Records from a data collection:
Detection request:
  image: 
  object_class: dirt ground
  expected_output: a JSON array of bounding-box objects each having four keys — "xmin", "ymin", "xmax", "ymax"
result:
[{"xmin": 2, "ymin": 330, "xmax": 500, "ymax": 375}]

WORK ITEM:
Return each line above exactly.

RESULT OF THE EXERCISE:
Detection request:
  image: 
  object_class: dirt ground
  expected_output: a JSON array of bounding-box objects each having four keys — "xmin", "ymin", "xmax", "ymax"
result:
[{"xmin": 2, "ymin": 330, "xmax": 500, "ymax": 375}]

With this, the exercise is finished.